Data listing –
====================

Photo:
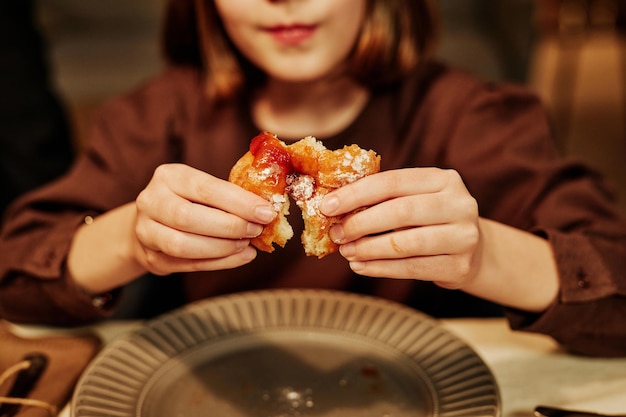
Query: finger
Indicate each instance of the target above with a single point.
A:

====================

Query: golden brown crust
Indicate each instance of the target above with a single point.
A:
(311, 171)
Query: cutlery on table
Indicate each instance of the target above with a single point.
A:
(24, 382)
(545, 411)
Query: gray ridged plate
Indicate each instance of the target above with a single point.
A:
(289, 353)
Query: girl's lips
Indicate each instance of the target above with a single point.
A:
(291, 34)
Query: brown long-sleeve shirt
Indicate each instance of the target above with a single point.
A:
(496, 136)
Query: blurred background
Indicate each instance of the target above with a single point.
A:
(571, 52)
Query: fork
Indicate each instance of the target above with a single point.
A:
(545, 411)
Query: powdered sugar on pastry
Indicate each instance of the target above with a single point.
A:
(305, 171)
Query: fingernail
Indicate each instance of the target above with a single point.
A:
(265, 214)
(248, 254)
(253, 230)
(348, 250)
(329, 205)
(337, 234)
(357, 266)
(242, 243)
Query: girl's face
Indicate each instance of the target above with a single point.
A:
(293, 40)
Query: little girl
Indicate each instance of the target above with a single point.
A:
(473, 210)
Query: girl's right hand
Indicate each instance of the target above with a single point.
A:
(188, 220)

====================

What this task involves –
Every line holding the word "girl" should be copied out of the material.

Solution to this exercise –
Query: girl's lips
Query: girl's face
Query: little girl
Query: girl's right hand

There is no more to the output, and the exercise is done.